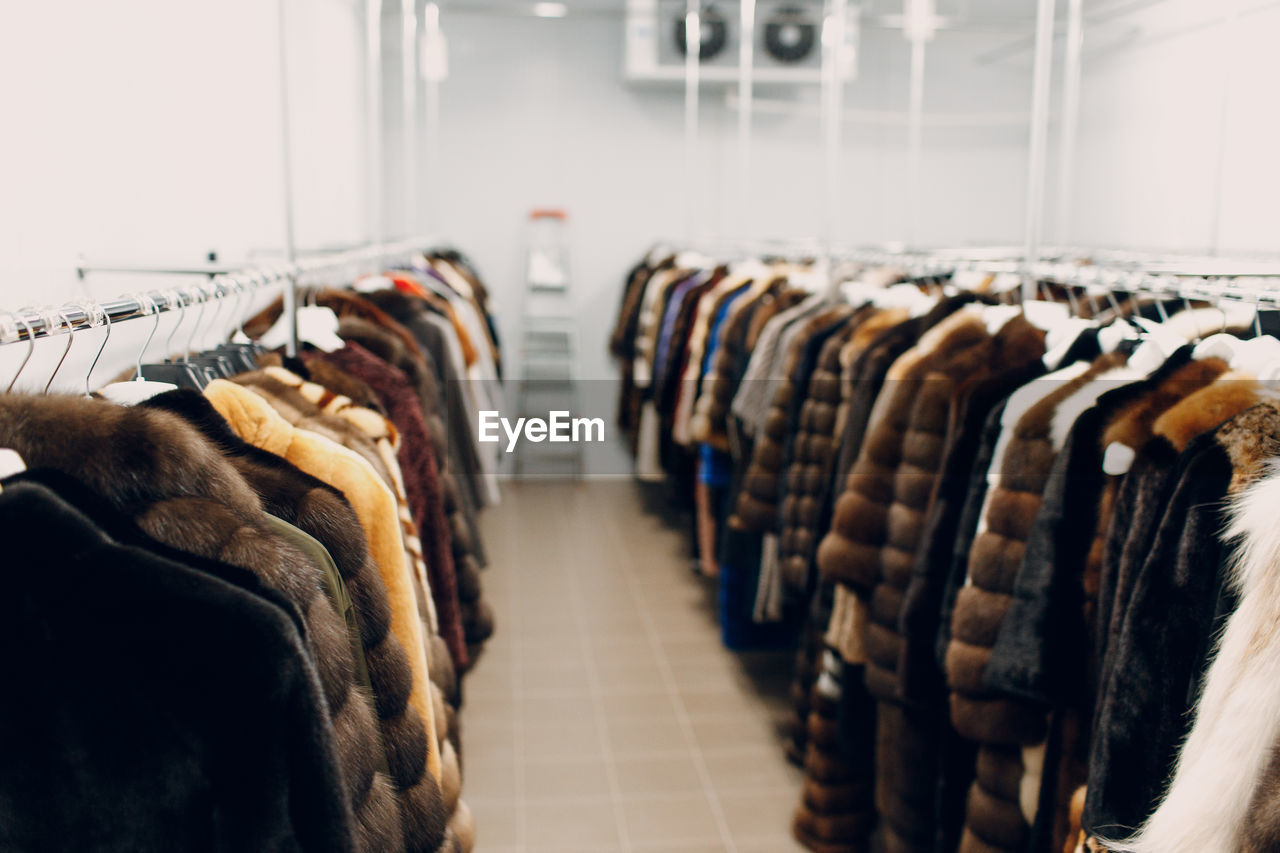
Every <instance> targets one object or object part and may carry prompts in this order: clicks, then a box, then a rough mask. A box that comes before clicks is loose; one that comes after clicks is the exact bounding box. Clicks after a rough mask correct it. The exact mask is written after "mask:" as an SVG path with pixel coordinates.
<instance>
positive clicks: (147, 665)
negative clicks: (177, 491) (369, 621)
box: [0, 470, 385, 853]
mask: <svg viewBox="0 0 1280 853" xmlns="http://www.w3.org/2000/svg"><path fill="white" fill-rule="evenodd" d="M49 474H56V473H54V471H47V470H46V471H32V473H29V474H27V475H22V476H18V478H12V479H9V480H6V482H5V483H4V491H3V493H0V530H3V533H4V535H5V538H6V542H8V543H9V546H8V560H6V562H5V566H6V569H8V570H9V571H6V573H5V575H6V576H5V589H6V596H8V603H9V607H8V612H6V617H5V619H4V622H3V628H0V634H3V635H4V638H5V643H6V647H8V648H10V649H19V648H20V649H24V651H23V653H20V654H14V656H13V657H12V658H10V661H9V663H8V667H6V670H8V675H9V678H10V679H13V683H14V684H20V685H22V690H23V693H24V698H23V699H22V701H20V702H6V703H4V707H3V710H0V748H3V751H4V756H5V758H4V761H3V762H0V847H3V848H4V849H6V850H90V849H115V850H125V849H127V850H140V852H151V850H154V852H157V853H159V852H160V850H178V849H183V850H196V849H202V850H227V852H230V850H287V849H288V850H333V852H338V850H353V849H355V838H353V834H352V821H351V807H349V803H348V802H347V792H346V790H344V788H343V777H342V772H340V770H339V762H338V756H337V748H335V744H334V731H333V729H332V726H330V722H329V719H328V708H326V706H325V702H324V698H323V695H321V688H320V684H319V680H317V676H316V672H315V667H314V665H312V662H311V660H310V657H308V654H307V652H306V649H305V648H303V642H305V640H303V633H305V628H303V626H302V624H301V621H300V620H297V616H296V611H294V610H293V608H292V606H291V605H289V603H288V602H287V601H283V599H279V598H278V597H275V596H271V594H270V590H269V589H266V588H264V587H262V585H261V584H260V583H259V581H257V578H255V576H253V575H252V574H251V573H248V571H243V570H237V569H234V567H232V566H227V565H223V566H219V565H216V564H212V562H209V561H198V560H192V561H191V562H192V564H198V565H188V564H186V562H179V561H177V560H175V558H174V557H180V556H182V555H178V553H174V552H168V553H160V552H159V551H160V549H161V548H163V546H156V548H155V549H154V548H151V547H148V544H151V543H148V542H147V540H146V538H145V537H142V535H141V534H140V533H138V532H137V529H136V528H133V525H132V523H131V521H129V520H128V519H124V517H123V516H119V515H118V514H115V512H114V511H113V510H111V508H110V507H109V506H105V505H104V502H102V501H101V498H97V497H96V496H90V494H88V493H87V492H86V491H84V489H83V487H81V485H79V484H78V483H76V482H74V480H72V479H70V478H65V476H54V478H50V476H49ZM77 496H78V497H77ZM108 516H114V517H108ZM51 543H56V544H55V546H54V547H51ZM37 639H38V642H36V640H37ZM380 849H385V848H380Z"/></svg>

- _Task to carry out_: All of the data should be returned word for word, with each picture left out.

- _Solution below_:
Every <instance> targets one object or object part and may carry prompts in this order: clicks, then a box, then a rough mask. A box that comes before clicks is loose; one that comes after clicks is the exact bounding box. Clicks after a rough mask correct it. The exact mask is written after "mask:" as an SVG path with pixel coordinates.
<instance>
positive clicks: (147, 665)
negative clicks: (177, 491) (369, 621)
box: [0, 470, 385, 853]
mask: <svg viewBox="0 0 1280 853" xmlns="http://www.w3.org/2000/svg"><path fill="white" fill-rule="evenodd" d="M49 474H56V473H54V471H47V470H46V471H32V473H29V474H27V475H22V476H18V478H12V479H9V480H6V482H5V483H4V491H3V493H0V530H3V533H4V535H5V538H6V542H8V543H9V546H8V560H6V562H5V566H6V569H8V570H9V571H6V573H5V575H6V576H5V589H6V596H8V603H9V607H8V612H6V617H5V619H4V622H3V628H0V634H3V635H4V638H5V643H6V647H8V648H10V649H19V648H20V649H24V651H23V653H20V654H14V656H13V657H12V658H10V661H9V663H8V667H6V670H8V675H9V678H10V679H13V683H14V684H20V685H22V690H23V693H24V698H23V699H22V701H20V702H6V703H4V707H3V710H0V748H3V751H4V756H5V758H4V761H3V762H0V847H3V848H4V849H6V850H90V849H115V850H125V849H127V850H140V852H151V850H154V852H157V853H159V852H160V850H178V849H183V850H196V849H202V850H227V852H230V850H287V849H288V850H333V852H338V850H353V849H355V838H353V834H352V821H351V807H349V803H348V802H347V792H346V790H344V788H343V777H342V772H340V770H339V762H338V756H337V748H335V744H334V731H333V729H332V726H330V722H329V719H328V708H326V706H325V702H324V698H323V695H321V688H320V684H319V680H317V676H316V672H315V667H314V665H312V662H311V660H310V657H308V654H307V652H306V649H305V648H303V642H305V640H303V633H305V628H303V626H302V624H301V621H300V620H297V616H296V611H294V610H293V608H292V606H291V605H289V603H288V602H287V601H283V599H279V598H278V597H275V596H271V594H270V590H269V589H266V588H264V587H262V585H261V584H260V583H259V581H257V578H255V576H253V575H252V574H251V573H248V571H243V570H237V569H234V567H232V566H227V565H223V566H219V565H216V564H212V562H209V561H198V560H192V561H191V562H192V564H198V565H188V564H186V562H179V561H177V560H175V558H174V557H180V556H182V555H178V553H174V552H168V553H160V552H159V551H160V549H161V548H163V546H156V548H155V549H154V548H151V547H148V544H151V543H148V542H147V540H146V538H145V537H142V535H141V534H140V533H138V532H137V529H136V528H133V525H132V523H131V521H129V520H128V519H124V517H123V516H119V515H118V514H115V512H114V511H113V510H111V508H110V507H109V506H105V505H104V502H102V501H101V498H97V497H96V496H90V494H88V493H87V492H86V491H84V489H83V487H81V485H79V484H78V483H76V482H74V480H72V479H70V478H65V476H54V478H50V476H49ZM77 496H78V497H77ZM108 516H114V517H108ZM51 543H56V544H55V546H54V547H51ZM37 639H38V642H36V640H37ZM380 849H385V848H380Z"/></svg>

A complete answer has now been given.